▶ **Exercise requirements**
1. In the text on surrogate endpoints, what two empirical claims does using a surrogate require?
2. Condense the paragraph of the text on surrogate endpoints that begins "The reason surrogates exist is practical" into a bulleted list, keeping its main facts.

▶ **Extracted text**
════════════════

This piece is about the gap between a surrogate and what it is meant to stand for. It is one of the oldest and most consistently misunderstood patterns in clinical medicine, the kind of error that the field has documented, taught, written textbooks about, and then made again under different circumstances on a roughly twenty year cycle. The pattern is now playing out in healthcare AI and longevity science with renewed force, and the reader who has not learned to recognize it will be reading the next decade of claims at a substantial calibration disadvantage to the reader who has.
What a surrogate is, and what it is not
A surrogate endpoint is a measurable biological or clinical parameter that is meant to substitute for a clinical outcome that is harder to measure, slower to develop, or more expensive to study. The surrogate stands in for the outcome the doctor and the patient actually care about. Blood pressure stands in for cardiovascular events. Cholesterol levels stand in for heart attacks. Tumor shrinkage stands in for cancer survival. Bone density stands in for fracture risk. HbA1c stands in for diabetes complications. Amyloid plaque burden stands in, in some hands, for cognitive decline in Alzheimer’s disease. Each of these surrogates has a story that connects it, with varying degrees of evidence, to the clinical outcome it is meant to predict.
The reason surrogates exist is practical. The clinical outcomes that matter in chronic disease, mortality, disability, hospitalization, quality of life, can take years or decades to manifest. A trial designed to measure them directly is large, slow, and expensive. A trial designed to measure a surrogate that responds within months or a year is faster, smaller, and cheaper. For diseases where existing treatments are inadequate and patients are waiting, the case for using surrogates as evidence is genuine. For diseases where the science is well established and the link between the surrogate and the clinical outcome is robust, surrogates can be appropriate substitutes. The argument is not against surrogates as such. The argument is for clarity about what a particular surrogate has and has not been shown to predict, and for honesty about the gap between intermediate biological effect and meaningful clinical benefit.
The structural problem is that the use of a surrogate requires two distinct empirical claims. The first is that the intervention affects the surrogate. The second is that the surrogate predicts the clinical outcome. The first claim is usually testable in months. The second claim is usually testable only over years, and in many cases the testing has not been done with the rigor that the marketing of the surrogate implies. A drug that lowers a number on a lab test has answered the first question. Whether the lowered number translates into people living longer, healthier lives, or experiencing fewer of the events the lab test was supposed to predict, is the second question, and it is the question that surrogate based approvals, by design, defer.
When the second question is eventually answered, the answers have, with disturbing frequency, not been the answers the field expected. The history of clinical medicine is structurally a history of surrogates that worked beautifully on their measured endpoint and failed catastrophically on the clinical outcome.

════════════════

▶ **Data listing**

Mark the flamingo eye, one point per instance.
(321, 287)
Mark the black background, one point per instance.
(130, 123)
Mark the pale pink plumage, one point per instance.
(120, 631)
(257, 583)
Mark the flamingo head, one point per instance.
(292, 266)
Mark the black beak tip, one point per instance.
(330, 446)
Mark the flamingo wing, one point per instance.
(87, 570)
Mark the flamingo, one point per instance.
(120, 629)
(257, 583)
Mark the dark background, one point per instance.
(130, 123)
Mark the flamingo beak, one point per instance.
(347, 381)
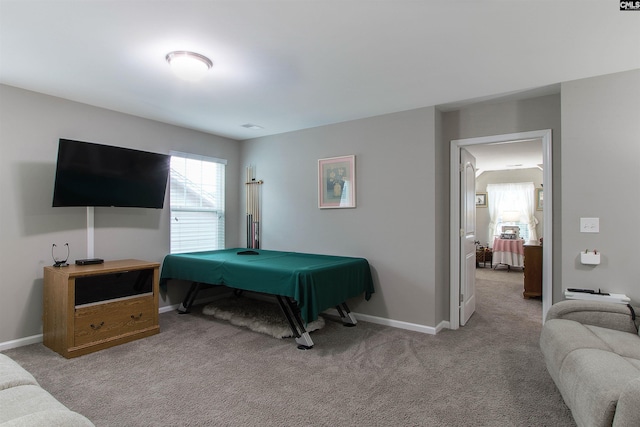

════════════════

▶ **List of answers**
1. That the intervention affects the surrogate, and that the surrogate predicts the clinical outcome.

2.
- Surrogates exist for practical reasons.
- Outcomes that matter in chronic disease (mortality, disability, hospitalization, quality of life) can take years or decades to appear, so trials measuring them directly are large, slow and expensive.
- Trials measuring a surrogate that responds within months or a year are faster, smaller and cheaper.
- Using surrogates as evidence is genuinely justified where existing treatments are inadequate and patients are waiting.
- Where the science is well established and the surrogate-outcome link is robust, surrogates can be appropriate substitutes.
- The argument is not against surrogates but for clarity about what a given surrogate has and has not been shown to predict, and for honesty about the gap between intermediate biological effect and meaningful clinical benefit.